>> BEGIN MATERIALS PROVIDED
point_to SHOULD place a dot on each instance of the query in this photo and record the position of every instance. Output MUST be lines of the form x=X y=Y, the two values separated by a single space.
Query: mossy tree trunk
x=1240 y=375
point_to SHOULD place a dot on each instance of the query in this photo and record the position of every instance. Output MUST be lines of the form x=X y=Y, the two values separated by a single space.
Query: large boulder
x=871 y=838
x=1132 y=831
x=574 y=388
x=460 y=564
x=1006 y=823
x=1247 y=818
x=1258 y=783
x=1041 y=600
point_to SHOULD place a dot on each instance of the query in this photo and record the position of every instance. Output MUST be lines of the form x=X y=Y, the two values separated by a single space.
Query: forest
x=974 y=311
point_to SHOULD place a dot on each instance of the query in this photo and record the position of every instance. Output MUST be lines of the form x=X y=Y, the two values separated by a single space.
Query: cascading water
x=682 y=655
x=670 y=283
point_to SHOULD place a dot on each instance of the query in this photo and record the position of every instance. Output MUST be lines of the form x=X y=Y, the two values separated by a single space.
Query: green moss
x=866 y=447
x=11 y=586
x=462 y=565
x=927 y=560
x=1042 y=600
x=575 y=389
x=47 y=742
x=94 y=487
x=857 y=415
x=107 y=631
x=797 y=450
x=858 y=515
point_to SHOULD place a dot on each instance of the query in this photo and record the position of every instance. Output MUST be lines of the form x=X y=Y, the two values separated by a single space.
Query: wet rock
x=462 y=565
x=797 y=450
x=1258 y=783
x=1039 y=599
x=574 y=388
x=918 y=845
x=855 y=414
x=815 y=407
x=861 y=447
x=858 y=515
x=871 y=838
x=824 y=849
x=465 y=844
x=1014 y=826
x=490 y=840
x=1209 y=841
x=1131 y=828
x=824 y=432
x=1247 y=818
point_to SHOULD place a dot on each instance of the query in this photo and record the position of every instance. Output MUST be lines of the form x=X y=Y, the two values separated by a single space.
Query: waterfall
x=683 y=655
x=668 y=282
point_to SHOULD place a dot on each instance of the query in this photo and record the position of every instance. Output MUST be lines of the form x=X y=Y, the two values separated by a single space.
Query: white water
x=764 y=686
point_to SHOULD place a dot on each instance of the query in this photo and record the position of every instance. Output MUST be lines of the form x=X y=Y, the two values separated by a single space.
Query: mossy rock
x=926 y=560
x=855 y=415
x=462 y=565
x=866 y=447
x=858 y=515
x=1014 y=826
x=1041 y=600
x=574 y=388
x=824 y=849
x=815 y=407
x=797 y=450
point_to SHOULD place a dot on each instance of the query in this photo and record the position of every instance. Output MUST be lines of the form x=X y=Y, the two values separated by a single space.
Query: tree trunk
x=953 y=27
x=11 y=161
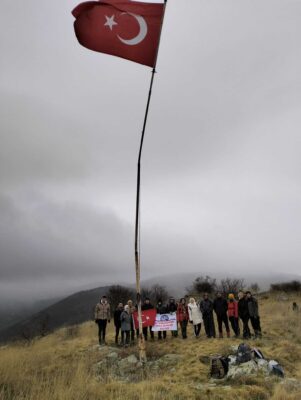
>> END MATERIALS PROVIDED
:: DIRECTIONS ::
Find each line in the material above that contains the word "mossy", and copy those lines.

:: RESPONSE TO THE TASK ::
Query: mossy tree trunk
Query: mossy rock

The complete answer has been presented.